Skip to main content

What makes OLake fast?

· 12 min read
Vaibhav Verma
OLake Maintainer
Vikash Choudhary
OLake Maintainer

what-makes-olake-fast-cover

OLake is engineered for high-throughput ELT workloads, leveraging a combination of adaptive chunking strategies & parallelized execution for historical load, and change data capture (CDC) techniques to optimize data ingestion performance.

Its architectural emphasis on concurrency, intelligent partitioning, and efficient use of system resources enables it to handle large volumes of data with minimal latency. By aligning chunk generation with source tables distribution characteristics and executing data loads in parallel across multiple threads, OLake ensures optimal throughput while maintaining consistency and scalability.

To prevent overwhelming the source database, the maximum number of concurrent threads is configurable via the source.json file, enabling users to fine-tune parallelism based on workload sensitivity and infrastructure capacity.

Types of Chunking strategies supported by olake

To maximize parallelism and throughput for full/historical load of tables, OLake splits table into manageable fragments called chunks. Each chunk can be processed independently by a dedicated worker thread, enabling concurrent extraction and transformation. Chunking is central to OLake's performance model and is tailored per source system to align with its data distribution patterns and indexing structures.

OLake supports multiple chunking strategies, each optimized for a particular database engine. The strategy selection is dynamic and driver-aware—for example:

what-makes-olake-fast-1

MongoDB

1. Split Vector Strategy

The Split Vector Strategy utilizes MongoDB's internal splitVector command to derive optimal chunk boundaries based on collection size and document distribution. This command is originally designed for MongoDB sharding, where it calculates split points to balance chunk sizes across shards. OLake repurposes this capability to partition data for parallel ingestion.

In this strategy, chunks are generated such that each contains approximately a fixed amount of data by default, 1024 MB per chunk. The process determines the minimum and maximum _id values in the collection and then uses splitVector to compute intermediate _id boundaries that divide the collection into chunks of roughly equal size (in MB), while ensuring no document is split across chunks.

db.adminCommand({
splitVector: "<database>.<collection>",
keyPattern: { _id: 1 },
maxChunkSize: 1024
})

A key benefit of this approach is that chunking is driven by the actual data distribution, not just timestamp or primary key ranges. This improves balance across threads and avoids skewed workloads, especially in collections with irregular insert patterns.

RECORDED DATA:

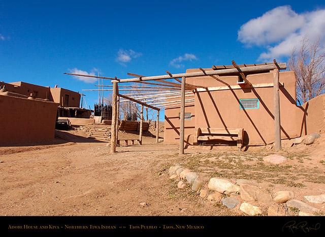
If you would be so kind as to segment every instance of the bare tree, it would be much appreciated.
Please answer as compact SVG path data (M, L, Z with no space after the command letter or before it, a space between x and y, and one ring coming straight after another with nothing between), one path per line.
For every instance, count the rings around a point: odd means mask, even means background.
M288 60L289 69L296 73L299 104L325 92L325 51L320 46L320 39L309 41L304 37L299 51L294 48Z

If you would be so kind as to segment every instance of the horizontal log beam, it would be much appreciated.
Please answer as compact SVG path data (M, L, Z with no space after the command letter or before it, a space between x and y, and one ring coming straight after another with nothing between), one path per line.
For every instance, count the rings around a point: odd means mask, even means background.
M283 86L283 82L279 82L279 86ZM251 86L245 87L245 88L259 88L259 87L273 87L273 83L261 83L259 84L252 84ZM216 86L208 87L207 89L203 89L202 88L198 88L196 89L194 92L206 92L207 91L212 92L213 91L223 91L225 90L235 90L235 89L242 89L242 87L239 85L230 85L229 86Z
M124 99L126 99L127 100L131 100L131 101L134 101L135 102L137 102L138 104L140 104L141 105L143 105L144 106L146 106L148 108L150 108L152 109L154 109L155 110L157 110L157 111L159 111L160 110L160 109L159 109L159 108L157 108L156 107L154 106L152 106L151 105L149 105L147 104L146 104L145 103L143 103L140 101L137 100L135 100L133 98L132 98L131 97L129 97L128 96L124 96L123 95L121 95L121 94L118 94L117 95L118 96L119 96L120 97L122 97L122 98L124 98Z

CHALLENGES:
1 - According to the OLake article, how much data does each chunk hold by default under the Split Vector Strategy?
2 - List every key passed inside the db.adminCommand call shown in the OLake article.
3 - Print the part of the OLake article starting at "what-makes-olake-fast-1" and ending at "for parallel ingestion.".

SOLUTIONS PER TASK:
1 - About 1024 MB per chunk.

2 - splitVector, keyPattern, maxChunkSize

3 -
what-makes-olake-fast-1

MongoDB

1. Split Vector Strategy

The Split Vector Strategy utilizes MongoDB's internal splitVector command to derive optimal chunk boundaries based on collection size and document distribution. This command is originally designed for MongoDB sharding, where it calculates split points to balance chunk sizes across shards. OLake repurposes this capability to partition data for parallel ingestion.